===== DATA SHOWN =====

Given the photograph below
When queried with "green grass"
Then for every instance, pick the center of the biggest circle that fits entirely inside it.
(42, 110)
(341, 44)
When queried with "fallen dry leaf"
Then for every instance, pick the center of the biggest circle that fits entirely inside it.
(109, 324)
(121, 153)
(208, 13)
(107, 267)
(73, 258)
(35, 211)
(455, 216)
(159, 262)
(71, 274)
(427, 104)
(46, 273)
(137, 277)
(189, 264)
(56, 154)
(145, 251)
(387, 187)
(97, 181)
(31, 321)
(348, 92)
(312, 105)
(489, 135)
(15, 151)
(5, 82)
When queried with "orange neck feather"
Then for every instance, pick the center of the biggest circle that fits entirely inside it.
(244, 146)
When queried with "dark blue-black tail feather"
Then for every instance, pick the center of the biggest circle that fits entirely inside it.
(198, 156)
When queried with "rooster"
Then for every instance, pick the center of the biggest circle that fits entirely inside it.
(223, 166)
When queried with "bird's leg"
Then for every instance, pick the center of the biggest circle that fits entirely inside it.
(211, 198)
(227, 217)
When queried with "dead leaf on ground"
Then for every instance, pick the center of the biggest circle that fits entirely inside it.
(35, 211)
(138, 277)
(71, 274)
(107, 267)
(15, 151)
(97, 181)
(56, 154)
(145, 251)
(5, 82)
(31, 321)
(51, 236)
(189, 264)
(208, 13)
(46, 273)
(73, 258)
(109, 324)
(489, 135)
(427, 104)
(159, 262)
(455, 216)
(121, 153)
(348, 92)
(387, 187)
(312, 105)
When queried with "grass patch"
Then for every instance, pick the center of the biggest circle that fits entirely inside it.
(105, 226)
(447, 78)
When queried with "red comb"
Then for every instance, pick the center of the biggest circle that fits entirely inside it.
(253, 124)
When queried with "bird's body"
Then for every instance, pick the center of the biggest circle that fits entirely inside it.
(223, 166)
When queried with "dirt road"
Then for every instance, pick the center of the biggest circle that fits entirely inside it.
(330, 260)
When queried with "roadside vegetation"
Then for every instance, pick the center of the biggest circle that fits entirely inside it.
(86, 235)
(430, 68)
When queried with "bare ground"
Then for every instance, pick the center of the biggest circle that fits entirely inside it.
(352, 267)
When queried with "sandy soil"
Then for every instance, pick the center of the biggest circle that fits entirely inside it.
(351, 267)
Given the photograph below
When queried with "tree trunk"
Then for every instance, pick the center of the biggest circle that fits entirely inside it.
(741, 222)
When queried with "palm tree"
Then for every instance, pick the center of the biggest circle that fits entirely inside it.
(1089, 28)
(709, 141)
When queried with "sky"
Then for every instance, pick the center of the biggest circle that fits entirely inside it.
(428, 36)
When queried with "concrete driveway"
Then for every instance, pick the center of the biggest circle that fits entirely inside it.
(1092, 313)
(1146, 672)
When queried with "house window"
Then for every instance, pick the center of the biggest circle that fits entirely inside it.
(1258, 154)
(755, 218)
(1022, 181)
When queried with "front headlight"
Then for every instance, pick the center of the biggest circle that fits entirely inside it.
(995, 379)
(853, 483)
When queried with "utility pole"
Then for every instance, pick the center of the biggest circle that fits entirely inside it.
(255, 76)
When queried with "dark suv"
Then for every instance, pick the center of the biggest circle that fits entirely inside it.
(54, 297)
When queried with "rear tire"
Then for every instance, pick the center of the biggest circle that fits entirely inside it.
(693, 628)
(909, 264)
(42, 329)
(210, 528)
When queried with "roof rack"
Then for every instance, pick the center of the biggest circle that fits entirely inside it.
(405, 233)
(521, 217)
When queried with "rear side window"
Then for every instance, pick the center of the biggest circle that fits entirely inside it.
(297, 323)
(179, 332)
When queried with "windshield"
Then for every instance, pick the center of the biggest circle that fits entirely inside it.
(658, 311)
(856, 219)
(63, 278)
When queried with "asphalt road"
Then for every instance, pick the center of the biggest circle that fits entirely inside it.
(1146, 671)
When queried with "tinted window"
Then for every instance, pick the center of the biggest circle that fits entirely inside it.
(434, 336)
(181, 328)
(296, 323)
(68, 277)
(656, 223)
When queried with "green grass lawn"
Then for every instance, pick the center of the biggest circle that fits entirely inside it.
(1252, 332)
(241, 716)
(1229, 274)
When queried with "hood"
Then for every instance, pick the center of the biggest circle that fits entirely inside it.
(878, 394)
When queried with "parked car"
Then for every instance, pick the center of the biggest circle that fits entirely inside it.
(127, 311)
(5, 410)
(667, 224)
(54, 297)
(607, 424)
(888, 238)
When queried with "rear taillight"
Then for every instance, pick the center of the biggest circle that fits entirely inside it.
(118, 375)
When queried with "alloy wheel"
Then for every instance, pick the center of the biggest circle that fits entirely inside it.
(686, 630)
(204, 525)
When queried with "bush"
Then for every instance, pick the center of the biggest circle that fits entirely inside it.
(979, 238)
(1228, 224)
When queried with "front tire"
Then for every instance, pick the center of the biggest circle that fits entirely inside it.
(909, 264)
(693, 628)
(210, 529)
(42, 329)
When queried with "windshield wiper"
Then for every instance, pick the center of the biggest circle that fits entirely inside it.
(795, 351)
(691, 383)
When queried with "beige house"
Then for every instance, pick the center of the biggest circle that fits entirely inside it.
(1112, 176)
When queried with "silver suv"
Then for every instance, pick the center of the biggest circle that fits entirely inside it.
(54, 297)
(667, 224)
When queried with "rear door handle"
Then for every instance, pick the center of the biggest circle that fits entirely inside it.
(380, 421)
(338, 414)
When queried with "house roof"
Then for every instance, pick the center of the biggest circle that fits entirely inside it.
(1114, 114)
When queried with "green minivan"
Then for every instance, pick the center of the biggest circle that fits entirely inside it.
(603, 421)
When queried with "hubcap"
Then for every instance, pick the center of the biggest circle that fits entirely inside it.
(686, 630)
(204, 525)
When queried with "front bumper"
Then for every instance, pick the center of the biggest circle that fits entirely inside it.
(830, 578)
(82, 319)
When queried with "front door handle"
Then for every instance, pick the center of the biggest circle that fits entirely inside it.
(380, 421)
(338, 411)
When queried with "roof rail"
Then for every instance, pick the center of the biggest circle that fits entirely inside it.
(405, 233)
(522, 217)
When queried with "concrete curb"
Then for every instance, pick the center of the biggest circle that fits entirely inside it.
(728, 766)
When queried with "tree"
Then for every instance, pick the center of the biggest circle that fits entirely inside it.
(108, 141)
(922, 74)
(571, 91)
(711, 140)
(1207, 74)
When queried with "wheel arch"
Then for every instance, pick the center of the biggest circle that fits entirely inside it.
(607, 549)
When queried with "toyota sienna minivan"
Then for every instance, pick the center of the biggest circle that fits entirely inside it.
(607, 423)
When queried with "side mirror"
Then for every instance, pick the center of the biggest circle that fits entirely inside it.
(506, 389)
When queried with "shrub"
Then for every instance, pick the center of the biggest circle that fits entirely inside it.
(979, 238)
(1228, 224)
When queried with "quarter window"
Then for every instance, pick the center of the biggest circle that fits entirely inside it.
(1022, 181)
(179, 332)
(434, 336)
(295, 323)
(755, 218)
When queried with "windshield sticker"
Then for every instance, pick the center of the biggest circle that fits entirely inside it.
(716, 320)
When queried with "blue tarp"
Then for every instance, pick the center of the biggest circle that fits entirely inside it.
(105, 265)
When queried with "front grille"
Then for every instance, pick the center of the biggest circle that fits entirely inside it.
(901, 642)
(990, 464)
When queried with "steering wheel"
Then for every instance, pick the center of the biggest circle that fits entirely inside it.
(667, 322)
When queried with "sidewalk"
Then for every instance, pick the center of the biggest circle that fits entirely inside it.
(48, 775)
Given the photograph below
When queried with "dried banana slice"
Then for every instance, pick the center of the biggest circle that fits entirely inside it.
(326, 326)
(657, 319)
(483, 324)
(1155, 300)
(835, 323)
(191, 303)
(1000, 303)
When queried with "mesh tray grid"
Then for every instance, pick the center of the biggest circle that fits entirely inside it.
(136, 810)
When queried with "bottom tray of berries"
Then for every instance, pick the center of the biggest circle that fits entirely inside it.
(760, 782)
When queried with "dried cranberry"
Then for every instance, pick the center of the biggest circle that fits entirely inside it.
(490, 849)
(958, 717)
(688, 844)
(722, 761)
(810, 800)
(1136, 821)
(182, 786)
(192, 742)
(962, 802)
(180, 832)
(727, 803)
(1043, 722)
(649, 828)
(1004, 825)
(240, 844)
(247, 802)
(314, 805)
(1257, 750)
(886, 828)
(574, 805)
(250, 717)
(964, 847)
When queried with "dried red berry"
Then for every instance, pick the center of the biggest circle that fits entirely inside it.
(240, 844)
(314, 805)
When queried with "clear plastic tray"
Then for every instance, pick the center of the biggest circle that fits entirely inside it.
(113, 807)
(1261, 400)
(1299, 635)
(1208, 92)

=====

◆ JOB: Pull out every line of the listing above that contains the string "leaf", and copy each one in full. Case counts.

◆ OUTPUT FOR THIS TASK:
When queried with "fallen dry leaf"
When queried with "dead leaf on ground"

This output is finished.